#### Your objective
Which of the lines below holds the string "rough"? Copy every line that does.

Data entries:
>>>>>

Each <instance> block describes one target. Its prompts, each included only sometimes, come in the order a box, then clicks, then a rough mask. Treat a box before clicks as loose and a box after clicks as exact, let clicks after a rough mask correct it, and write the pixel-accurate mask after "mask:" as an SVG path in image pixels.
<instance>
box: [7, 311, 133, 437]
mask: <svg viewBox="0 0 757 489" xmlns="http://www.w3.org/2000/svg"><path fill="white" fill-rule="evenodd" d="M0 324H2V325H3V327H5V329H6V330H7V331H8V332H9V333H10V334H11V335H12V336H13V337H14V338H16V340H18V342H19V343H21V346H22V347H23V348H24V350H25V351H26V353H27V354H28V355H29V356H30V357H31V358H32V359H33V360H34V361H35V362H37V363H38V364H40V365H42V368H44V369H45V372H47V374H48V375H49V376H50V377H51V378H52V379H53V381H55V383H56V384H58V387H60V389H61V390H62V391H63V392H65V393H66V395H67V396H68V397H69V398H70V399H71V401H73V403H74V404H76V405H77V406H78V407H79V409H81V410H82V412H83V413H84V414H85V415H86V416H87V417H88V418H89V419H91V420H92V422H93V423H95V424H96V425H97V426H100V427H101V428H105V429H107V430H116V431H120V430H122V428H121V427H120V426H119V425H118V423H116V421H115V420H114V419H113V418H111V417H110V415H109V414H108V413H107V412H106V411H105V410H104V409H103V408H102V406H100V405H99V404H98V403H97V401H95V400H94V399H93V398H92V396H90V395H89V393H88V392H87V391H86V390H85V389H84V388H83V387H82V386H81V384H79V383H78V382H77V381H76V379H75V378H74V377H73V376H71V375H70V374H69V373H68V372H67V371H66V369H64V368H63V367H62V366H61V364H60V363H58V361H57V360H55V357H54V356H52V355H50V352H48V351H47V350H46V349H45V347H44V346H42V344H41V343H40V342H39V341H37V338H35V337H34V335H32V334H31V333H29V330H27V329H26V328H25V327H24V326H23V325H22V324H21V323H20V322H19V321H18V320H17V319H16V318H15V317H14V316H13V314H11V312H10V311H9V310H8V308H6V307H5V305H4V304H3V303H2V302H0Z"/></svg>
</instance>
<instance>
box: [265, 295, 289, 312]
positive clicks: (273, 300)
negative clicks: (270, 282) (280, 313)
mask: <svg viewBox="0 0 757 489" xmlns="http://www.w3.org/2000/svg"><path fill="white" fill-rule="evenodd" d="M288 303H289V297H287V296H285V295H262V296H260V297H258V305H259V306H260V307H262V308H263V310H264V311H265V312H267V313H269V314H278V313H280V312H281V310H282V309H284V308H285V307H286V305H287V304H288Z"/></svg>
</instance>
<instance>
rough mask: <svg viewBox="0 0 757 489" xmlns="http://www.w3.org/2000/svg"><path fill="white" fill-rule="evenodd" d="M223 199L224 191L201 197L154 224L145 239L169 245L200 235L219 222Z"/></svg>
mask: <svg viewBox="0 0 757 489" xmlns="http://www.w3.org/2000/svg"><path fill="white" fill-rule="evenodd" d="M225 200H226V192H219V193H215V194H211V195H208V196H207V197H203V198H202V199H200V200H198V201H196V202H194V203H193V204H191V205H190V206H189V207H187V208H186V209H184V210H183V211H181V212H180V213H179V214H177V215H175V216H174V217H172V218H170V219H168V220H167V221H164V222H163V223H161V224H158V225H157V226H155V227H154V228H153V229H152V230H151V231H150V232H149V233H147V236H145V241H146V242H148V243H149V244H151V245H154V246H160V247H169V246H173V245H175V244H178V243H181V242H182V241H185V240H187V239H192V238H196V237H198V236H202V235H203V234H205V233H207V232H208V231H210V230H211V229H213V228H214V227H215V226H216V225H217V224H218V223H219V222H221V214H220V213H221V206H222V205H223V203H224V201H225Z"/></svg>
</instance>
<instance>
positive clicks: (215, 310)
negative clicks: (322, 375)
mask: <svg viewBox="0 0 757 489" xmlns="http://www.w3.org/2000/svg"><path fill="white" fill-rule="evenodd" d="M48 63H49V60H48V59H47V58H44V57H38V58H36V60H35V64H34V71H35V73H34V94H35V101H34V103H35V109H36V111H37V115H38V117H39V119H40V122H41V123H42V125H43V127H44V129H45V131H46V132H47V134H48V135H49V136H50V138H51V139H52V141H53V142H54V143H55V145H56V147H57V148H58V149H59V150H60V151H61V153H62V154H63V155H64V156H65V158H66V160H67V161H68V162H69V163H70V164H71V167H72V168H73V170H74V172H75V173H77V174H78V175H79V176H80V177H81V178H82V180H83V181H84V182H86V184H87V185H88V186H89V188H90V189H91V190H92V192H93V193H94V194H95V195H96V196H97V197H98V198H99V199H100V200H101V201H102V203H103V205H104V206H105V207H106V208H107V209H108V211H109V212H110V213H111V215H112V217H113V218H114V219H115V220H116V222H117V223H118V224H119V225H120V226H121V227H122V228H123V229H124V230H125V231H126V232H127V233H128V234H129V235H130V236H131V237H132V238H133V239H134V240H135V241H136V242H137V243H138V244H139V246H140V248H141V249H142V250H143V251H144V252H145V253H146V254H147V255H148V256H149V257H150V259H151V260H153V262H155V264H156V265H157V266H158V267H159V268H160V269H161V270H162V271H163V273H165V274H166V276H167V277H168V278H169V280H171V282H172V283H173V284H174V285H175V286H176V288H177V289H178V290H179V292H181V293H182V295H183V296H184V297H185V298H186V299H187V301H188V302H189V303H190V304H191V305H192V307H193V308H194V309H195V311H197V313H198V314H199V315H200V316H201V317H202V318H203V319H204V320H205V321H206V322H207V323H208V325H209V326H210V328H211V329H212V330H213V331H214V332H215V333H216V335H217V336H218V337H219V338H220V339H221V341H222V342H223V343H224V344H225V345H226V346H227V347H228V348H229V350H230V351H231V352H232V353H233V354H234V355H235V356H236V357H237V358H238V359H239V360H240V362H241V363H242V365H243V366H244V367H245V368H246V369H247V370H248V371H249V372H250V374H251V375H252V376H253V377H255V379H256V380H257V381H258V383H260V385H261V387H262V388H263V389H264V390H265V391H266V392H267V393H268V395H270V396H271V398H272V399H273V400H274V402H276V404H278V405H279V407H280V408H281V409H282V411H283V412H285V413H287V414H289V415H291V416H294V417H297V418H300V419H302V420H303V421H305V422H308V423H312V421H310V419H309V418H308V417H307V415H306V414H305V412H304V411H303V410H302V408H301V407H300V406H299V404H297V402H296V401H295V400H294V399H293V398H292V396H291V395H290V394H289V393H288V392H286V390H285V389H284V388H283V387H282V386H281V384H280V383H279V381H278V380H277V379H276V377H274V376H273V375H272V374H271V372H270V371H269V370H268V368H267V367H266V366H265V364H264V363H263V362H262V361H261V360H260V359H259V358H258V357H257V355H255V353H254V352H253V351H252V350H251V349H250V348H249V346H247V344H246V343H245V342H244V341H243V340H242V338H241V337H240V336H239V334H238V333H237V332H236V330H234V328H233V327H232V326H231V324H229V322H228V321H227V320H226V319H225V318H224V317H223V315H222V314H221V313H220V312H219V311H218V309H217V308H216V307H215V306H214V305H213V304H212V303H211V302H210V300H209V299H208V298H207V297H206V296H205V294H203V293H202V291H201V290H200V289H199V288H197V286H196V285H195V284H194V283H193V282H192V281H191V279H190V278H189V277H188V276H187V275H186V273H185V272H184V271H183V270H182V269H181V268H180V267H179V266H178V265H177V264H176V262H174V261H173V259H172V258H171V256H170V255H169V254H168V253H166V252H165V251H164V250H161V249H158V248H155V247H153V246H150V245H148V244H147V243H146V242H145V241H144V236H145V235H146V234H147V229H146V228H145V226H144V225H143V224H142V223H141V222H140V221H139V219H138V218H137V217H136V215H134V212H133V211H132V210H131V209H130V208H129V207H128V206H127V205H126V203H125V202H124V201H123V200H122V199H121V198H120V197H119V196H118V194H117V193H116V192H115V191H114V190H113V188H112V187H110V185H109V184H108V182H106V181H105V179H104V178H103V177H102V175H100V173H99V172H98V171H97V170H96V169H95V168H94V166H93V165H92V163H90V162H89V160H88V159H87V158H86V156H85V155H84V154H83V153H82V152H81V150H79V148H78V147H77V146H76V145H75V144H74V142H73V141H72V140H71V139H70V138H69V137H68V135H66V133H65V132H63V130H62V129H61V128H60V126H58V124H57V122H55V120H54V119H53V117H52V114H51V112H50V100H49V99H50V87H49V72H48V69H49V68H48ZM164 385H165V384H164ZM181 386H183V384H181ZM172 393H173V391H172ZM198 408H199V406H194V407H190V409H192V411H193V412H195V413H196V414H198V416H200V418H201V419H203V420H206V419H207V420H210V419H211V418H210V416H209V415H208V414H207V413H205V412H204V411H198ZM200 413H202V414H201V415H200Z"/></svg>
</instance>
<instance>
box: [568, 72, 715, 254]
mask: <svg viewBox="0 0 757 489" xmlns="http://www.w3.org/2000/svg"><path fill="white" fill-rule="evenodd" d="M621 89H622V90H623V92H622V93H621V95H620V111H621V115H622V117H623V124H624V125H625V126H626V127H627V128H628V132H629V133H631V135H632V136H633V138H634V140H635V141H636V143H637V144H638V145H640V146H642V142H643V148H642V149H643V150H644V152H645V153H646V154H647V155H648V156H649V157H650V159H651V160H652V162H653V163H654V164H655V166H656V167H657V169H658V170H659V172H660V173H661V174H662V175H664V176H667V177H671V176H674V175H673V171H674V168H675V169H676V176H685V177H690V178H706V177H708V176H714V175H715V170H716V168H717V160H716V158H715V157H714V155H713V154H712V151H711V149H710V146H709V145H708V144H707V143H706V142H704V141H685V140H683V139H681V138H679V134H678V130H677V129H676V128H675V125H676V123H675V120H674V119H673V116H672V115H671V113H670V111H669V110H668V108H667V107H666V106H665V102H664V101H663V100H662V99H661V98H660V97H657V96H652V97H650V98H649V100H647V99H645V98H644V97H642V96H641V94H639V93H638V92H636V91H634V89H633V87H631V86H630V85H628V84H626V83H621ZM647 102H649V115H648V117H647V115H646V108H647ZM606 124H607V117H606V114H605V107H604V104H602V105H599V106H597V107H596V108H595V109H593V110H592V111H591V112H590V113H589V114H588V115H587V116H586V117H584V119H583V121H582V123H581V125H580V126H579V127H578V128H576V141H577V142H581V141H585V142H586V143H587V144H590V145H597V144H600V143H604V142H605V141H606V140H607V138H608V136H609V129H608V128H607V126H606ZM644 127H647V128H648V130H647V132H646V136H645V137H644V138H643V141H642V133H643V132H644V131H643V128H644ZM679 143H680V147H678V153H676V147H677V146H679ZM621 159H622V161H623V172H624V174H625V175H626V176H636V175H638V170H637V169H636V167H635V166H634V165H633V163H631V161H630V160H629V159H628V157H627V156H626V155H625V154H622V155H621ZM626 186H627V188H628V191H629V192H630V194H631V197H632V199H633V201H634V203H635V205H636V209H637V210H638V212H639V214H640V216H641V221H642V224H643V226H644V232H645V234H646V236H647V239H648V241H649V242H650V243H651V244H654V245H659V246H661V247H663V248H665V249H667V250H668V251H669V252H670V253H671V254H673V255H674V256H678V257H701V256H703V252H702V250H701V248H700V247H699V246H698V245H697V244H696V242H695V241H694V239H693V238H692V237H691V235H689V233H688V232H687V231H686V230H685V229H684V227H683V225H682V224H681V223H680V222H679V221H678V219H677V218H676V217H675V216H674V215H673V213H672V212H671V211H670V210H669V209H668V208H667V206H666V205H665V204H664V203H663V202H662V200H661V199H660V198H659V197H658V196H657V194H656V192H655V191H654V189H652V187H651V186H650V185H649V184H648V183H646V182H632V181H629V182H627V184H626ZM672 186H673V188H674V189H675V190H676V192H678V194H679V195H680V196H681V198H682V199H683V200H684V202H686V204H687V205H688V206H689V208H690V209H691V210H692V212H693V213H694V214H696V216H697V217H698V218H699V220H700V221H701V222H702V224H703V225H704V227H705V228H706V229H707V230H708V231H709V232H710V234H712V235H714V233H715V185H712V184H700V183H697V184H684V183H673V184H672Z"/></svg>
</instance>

<<<<<

#### Output for this exercise
Each <instance> block describes one target. Its prompts, each included only sometimes, come in the order a box, then clicks, then a rough mask. Treat a box before clicks as loose and a box after clicks as exact, let clicks after a rough mask correct it, and write the pixel-accurate mask after "mask:" as an SVG path in image pixels.
rough mask: <svg viewBox="0 0 757 489" xmlns="http://www.w3.org/2000/svg"><path fill="white" fill-rule="evenodd" d="M223 199L224 191L201 197L154 224L145 239L169 245L200 235L219 222Z"/></svg>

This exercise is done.